DOCUMENT SECTION start

Just one more reason to use double-sided stepladders.


----------



## daArch (Mar 15, 2008)

Speaking of ladders, never move the ladder so the bottom step is near the tray or bucket :whistling2: 


how many times now, arch ?


----------



## TJ Paint (Jun 18, 2009)

Use vacation time from your main job that has benefits for a sidejob. 

That way you can undercut the other guys and get paid double at the same time!


----------



## hotwing7 (Mar 31, 2012)

daArch said:


> Speaking of ladders, never move the ladder so the bottom step is near the tray or bucket :whistling2:
> 
> 
> how many times now, arch ?


Speaking of trays my ex boss told me always shuffle your feet along the floor when rolling. That way if you forget where your tray is you're not going to step in it because you'll shuffle into it.

I actually do do this, and yes I look like a fool, but a fool who hasn't stepped in a paint tray.


----------



## daArch (Mar 15, 2008)

hotwing7 said:


> Speaking of trays my ex boss told me always shuffle your feet along the floor when rolling. That way if you forget where your tray is you're not going to step in it because you'll shuffle into it.
> 
> I actually do do this, and yes I look like a fool, but a fool who hasn't stepped in a paint tray.


I don't pick my feet up ENOUGH, and am forever tripping over my drops. 

Damned if you do, damned if you don't


----------



## aaron61 (Apr 29, 2007)

I shuffle cause I'm old


----------



## throbak (Jun 26, 2010)

Paint more, post less. Spend your PT time after your kids are in bed.


----------



## ttalbon (Aug 6, 2009)

Keep your van tidy and organised so it's easier to find stuff and saves a lot of time.

Wait.... That's what my wife told me last week..


----------



## MSJ Painting (Jan 27, 2013)

hotwing7 said:


> Speaking of trays my ex boss told me always shuffle your feet along the floor when rolling. That way if you forget where your tray is you're not going to step in it because you'll shuffle into it.
> 
> I actually do do this, and yes I look like a fool, but a fool who hasn't stepped in a paint tray.


I always keep the roller bucket behind me...never step in it if you are working away from it.

Sent from my SM-G900V using PaintTalk.com mobile app


----------



## SemiproJohn (Jul 29, 2013)

When doing exteriors, you cannot have too many pieces of cardboard. They are great for putting down on the ground next to the bottom of the walls. If spraying, no overspray on grass. If rolling, roller goes down and touches cardboard...no dirt or junk on roller. Cardboard shields often can be stapled behind fascia or wedged so that spraying can be done without holding and moving a shield. I really found this out when spraying gutters and fascia (and two garage doors) on my last exterior. It took longer to clean out my sprayer than it did to staple cardboard shields and do the spraying. Extremely efficient.

Oh, and when doing spraying/brushing on French doors, garage doors, or any doors with glass panels, brushing Liquid Mask on the glass beforehand (I like two quick coats) allows you to take all the painstaking accuracy out of the equation. Just brush those mullions/muntins as fast as you can, and get paint all over the masked glass. Or spray the entire door including the glass. When dry, just use a new blade on your box cutter and score in the borders. The stuff peels away very easily. The more paint you get on the liquid mask, the better the stuff peels. Definitely a time saver.

DOCUMENT SECTION end

REQUIRED TASKS:
1. In the painting tips thread, where does MSJ Painting always keep the roller bucket?
2. Write the next part of the painting tips thread, starting after its final post.

DATA LINES start

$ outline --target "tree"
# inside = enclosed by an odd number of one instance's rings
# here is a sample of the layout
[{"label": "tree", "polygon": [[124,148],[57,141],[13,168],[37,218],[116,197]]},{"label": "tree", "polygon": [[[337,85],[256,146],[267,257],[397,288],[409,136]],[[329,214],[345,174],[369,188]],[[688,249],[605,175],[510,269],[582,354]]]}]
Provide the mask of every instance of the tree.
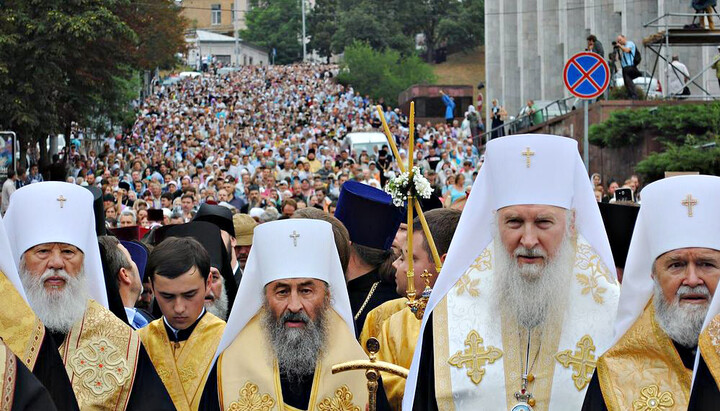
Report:
[{"label": "tree", "polygon": [[240,31],[244,41],[275,49],[276,64],[302,59],[300,4],[297,0],[266,0],[245,15],[247,29]]},{"label": "tree", "polygon": [[377,51],[355,42],[345,49],[338,81],[374,99],[397,101],[401,91],[413,84],[435,81],[432,68],[417,56],[402,57],[395,50]]},{"label": "tree", "polygon": [[332,39],[337,31],[337,0],[317,0],[308,15],[307,32],[310,33],[311,50],[330,62]]}]

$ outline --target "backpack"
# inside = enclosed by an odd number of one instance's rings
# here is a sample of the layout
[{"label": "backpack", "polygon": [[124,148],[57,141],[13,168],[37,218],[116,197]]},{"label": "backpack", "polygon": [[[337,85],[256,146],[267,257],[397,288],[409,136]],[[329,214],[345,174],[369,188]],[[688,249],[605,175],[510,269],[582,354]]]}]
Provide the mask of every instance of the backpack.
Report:
[{"label": "backpack", "polygon": [[637,67],[640,64],[640,61],[642,61],[642,56],[640,55],[640,50],[638,50],[637,46],[635,46],[635,54],[633,55],[633,66]]}]

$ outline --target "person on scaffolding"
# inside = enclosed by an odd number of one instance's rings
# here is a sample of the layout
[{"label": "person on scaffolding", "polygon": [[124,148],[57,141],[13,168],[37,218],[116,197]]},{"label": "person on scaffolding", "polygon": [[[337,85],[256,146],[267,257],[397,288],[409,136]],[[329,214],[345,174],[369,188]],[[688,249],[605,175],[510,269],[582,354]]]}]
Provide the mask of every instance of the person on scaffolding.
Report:
[{"label": "person on scaffolding", "polygon": [[[717,6],[717,0],[692,0],[692,7],[695,9],[696,14],[700,15],[700,24],[699,29],[705,29],[705,15],[704,13],[708,14],[708,26],[710,27],[710,30],[715,30],[715,22],[712,19],[712,14],[717,14],[717,10],[715,10],[715,6]],[[693,19],[693,22],[695,19]]]}]

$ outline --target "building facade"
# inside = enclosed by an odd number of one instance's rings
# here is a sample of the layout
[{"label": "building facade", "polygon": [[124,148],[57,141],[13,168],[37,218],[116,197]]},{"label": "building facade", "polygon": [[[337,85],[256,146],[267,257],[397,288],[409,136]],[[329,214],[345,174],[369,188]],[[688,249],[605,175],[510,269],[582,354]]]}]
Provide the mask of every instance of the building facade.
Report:
[{"label": "building facade", "polygon": [[[529,99],[553,101],[569,97],[562,75],[565,62],[585,50],[586,38],[594,34],[612,52],[618,34],[632,40],[642,55],[640,70],[652,72],[655,55],[643,47],[643,39],[663,28],[643,24],[666,13],[694,13],[687,0],[485,0],[486,106],[498,99],[509,115],[516,115]],[[671,25],[689,24],[692,16],[665,18]],[[664,24],[665,19],[660,20]],[[717,22],[716,24],[720,25]],[[673,47],[662,54],[668,60],[678,55],[690,76],[712,63],[715,46]],[[667,63],[658,63],[656,78],[667,92]],[[619,68],[619,63],[618,63]],[[713,95],[720,94],[713,70],[697,82]],[[692,94],[702,94],[690,87]],[[489,114],[486,113],[489,122]]]},{"label": "building facade", "polygon": [[[250,0],[182,0],[182,15],[190,28],[232,35],[237,17],[238,30],[246,28],[245,14]],[[236,10],[237,6],[237,10]]]}]

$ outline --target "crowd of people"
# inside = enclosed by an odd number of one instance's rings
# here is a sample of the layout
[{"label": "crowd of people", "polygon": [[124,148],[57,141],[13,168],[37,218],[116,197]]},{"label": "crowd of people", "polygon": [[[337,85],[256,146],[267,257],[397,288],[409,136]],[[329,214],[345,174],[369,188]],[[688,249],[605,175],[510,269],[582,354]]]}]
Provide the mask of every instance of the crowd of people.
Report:
[{"label": "crowd of people", "polygon": [[[337,72],[249,66],[158,85],[130,133],[97,151],[71,145],[55,160],[68,182],[102,188],[110,227],[149,227],[147,210],[159,208],[165,223],[186,222],[206,202],[263,221],[303,207],[332,211],[345,181],[383,187],[398,170],[387,145],[355,149],[347,133],[381,131],[380,104],[406,164],[408,137],[407,116],[337,84]],[[416,164],[438,196],[456,201],[482,165],[472,136],[459,121],[419,124],[416,133]]]},{"label": "crowd of people", "polygon": [[348,146],[382,124],[336,69],[161,87],[100,153],[11,173],[3,409],[718,409],[720,178],[605,192],[573,139],[485,161],[451,121],[408,207],[407,119],[399,158]]}]

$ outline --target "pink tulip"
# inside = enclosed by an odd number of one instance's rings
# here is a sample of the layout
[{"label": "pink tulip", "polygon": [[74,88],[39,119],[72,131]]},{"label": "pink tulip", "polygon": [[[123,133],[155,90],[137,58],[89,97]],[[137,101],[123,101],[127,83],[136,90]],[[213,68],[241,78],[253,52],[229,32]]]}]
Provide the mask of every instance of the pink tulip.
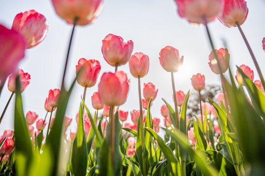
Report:
[{"label": "pink tulip", "polygon": [[48,25],[45,17],[34,10],[17,14],[12,28],[20,32],[25,38],[27,48],[39,44],[46,37]]},{"label": "pink tulip", "polygon": [[57,107],[59,94],[60,89],[58,88],[50,90],[48,96],[48,103],[50,106],[52,107]]},{"label": "pink tulip", "polygon": [[159,55],[160,64],[166,71],[177,72],[183,63],[183,56],[180,58],[179,50],[172,46],[161,49]]},{"label": "pink tulip", "polygon": [[160,123],[160,119],[157,118],[154,118],[153,119],[153,125],[154,127],[158,127],[159,126],[159,124]]},{"label": "pink tulip", "polygon": [[119,119],[120,119],[120,120],[122,122],[126,121],[128,116],[128,112],[125,112],[121,110],[119,111]]},{"label": "pink tulip", "polygon": [[[186,96],[186,95],[185,95],[184,92],[183,92],[183,91],[181,90],[180,90],[179,91],[176,91],[176,95],[177,96],[178,106],[181,107],[183,105],[183,102],[184,102],[184,100],[185,99],[185,97]],[[173,95],[173,97],[174,100],[174,95]]]},{"label": "pink tulip", "polygon": [[[36,128],[38,129],[38,130],[41,131],[42,129],[42,125],[43,125],[43,122],[44,122],[44,120],[42,119],[39,119],[36,122]],[[43,126],[43,128],[45,128],[45,126],[46,126],[46,122],[44,122],[44,125]]]},{"label": "pink tulip", "polygon": [[17,69],[24,57],[26,43],[21,34],[0,24],[0,86]]},{"label": "pink tulip", "polygon": [[108,34],[102,41],[101,51],[104,59],[113,66],[122,66],[129,61],[132,50],[133,43],[130,40],[123,42],[123,39],[113,34]]},{"label": "pink tulip", "polygon": [[205,109],[206,109],[206,112],[207,112],[207,114],[210,114],[211,113],[211,108],[212,105],[208,102],[202,103],[202,111],[203,115],[205,115],[205,111],[204,111],[205,106]]},{"label": "pink tulip", "polygon": [[[230,55],[228,53],[227,49],[221,48],[219,50],[215,49],[215,52],[217,55],[218,61],[221,68],[222,73],[225,73],[228,69],[229,66],[229,60]],[[213,54],[213,51],[212,51],[209,55],[209,66],[213,72],[216,74],[220,74],[219,67],[218,66],[216,59]]]},{"label": "pink tulip", "polygon": [[[30,75],[28,73],[25,73],[22,69],[18,70],[18,74],[20,81],[20,90],[22,93],[30,82]],[[8,79],[7,87],[8,90],[11,92],[16,90],[16,77],[17,75],[17,73],[13,73]]]},{"label": "pink tulip", "polygon": [[[2,136],[0,138],[0,142],[2,142],[4,140],[5,137]],[[15,148],[15,142],[13,139],[11,137],[7,137],[3,145],[0,148],[0,154],[9,154],[13,152],[14,149]]]},{"label": "pink tulip", "polygon": [[96,110],[102,110],[104,108],[104,104],[100,99],[99,92],[96,92],[93,93],[91,97],[91,101],[93,108]]},{"label": "pink tulip", "polygon": [[236,27],[236,22],[241,25],[245,22],[248,13],[246,2],[244,0],[224,0],[223,13],[218,20],[228,27]]},{"label": "pink tulip", "polygon": [[178,12],[190,22],[204,24],[211,22],[222,12],[223,0],[175,0]]},{"label": "pink tulip", "polygon": [[156,87],[151,83],[144,83],[143,96],[144,99],[149,101],[152,98],[152,101],[154,101],[157,97],[158,89],[156,90]]},{"label": "pink tulip", "polygon": [[260,80],[256,80],[254,82],[254,83],[257,86],[257,88],[258,88],[258,89],[261,90],[261,91],[263,92],[263,93],[265,93],[265,92],[264,91],[264,88],[262,86],[262,83],[261,81]]},{"label": "pink tulip", "polygon": [[29,111],[26,113],[26,124],[28,125],[32,125],[37,118],[38,118],[38,115],[36,114],[36,112],[31,112]]},{"label": "pink tulip", "polygon": [[127,99],[129,86],[127,76],[123,71],[104,73],[99,84],[99,94],[107,106],[121,105]]},{"label": "pink tulip", "polygon": [[143,53],[136,52],[131,56],[129,67],[131,74],[134,78],[142,78],[149,70],[149,58]]},{"label": "pink tulip", "polygon": [[168,110],[166,105],[162,106],[161,107],[161,114],[164,117],[166,117],[169,116],[169,113],[168,112]]},{"label": "pink tulip", "polygon": [[191,78],[191,84],[196,90],[200,91],[205,88],[205,77],[204,75],[198,73]]},{"label": "pink tulip", "polygon": [[81,58],[76,66],[76,68],[77,75],[82,68],[77,79],[78,84],[83,87],[91,88],[95,86],[101,69],[99,61]]},{"label": "pink tulip", "polygon": [[[239,68],[243,71],[244,73],[253,81],[254,80],[254,72],[250,68],[246,65],[242,65],[239,66]],[[243,83],[243,78],[241,74],[239,73],[238,70],[237,70],[237,75],[236,75],[236,79],[238,81],[239,84],[242,84]]]},{"label": "pink tulip", "polygon": [[102,0],[52,0],[56,13],[69,23],[84,25],[95,21],[103,8]]},{"label": "pink tulip", "polygon": [[[48,98],[47,98],[46,100],[45,100],[45,104],[44,105],[44,107],[45,108],[45,110],[48,111],[48,112],[52,112],[52,110],[53,109],[53,107],[52,107],[50,104],[49,104],[48,102]],[[55,109],[55,108],[53,108],[53,110]]]}]

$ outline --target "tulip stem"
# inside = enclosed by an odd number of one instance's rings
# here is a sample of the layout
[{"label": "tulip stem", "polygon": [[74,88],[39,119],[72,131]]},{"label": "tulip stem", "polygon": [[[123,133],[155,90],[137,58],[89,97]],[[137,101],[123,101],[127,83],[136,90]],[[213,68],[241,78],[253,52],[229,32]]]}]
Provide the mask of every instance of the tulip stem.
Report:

DATA LINES end

ANSWER SET:
1. Behind them.

2.
----------



## daArch (Mar 15, 2008)

throbak said:


> Paint more, post less. Spend your PT time after your kids are in bed.


always take time out of your workday to post the above.


----------



## Jmayspaint (Mar 26, 2013)

SemiproJohn said:


> When doing exteriors, you cannot have too many pieces of cardboard. They are great for putting down on the ground next to the bottom of the walls. If spraying, no overspray on grass. If rolling, roller goes down and touches cardboard...no dirt or junk on roller. Cardboard shields often can be stapled behind fascia or wedged so that spraying can be done without holding and moving a shield. I really found this out when spraying gutters and fascia (and two garage doors) on my last exterior. It took longer to clean out my sprayer than it did to staple cardboard shields and do the spraying. Extremely efficient.
> 
> .















You could write a painting book entitled '101 uses for cardboard'. I use it for something almost every day. I also keep my eyes peeled for big nice pieces of cardboard, Very handy for spraying stuff like pickets an lattice. 
Thin, smooth cardboard is good for buffing.


----------



## chrisn (Jul 15, 2007)

daArch said:


> always take time out of your workday to post the above.


I was going to say, so your kids are in bed @ 3:41?


----------



## throbak (Jun 26, 2010)

My kids go to school now. I used to keep em in the back of the van, til someone turned me in. Seriously, how much time's in 6,000 and 25,000 posts?


----------



## daArch (Mar 15, 2008)

throbak said:


> . Seriously, how much time's in 6,000 and 25,000 posts?


how many minutes have elapsed since 2007 and 2008 ?

and in Chris' defense, how long does it take to write four to six words ?

I heard somewhere in my youth, "Judge not, that ye be not judged. "


----------



## TJ Paint (Jun 18, 2009)

daArch said:


> always take time out of your workday to post the above.


lol!


----------



## chrisn (Jul 15, 2007)

daArch said:


> how many minutes have elapsed since 2007 and 2008 ?
> 
> and in Chris' defense, how long does it take to write four to six words ?
> 
> I heard somewhere in my youth, "Judge not, that ye be not judged. "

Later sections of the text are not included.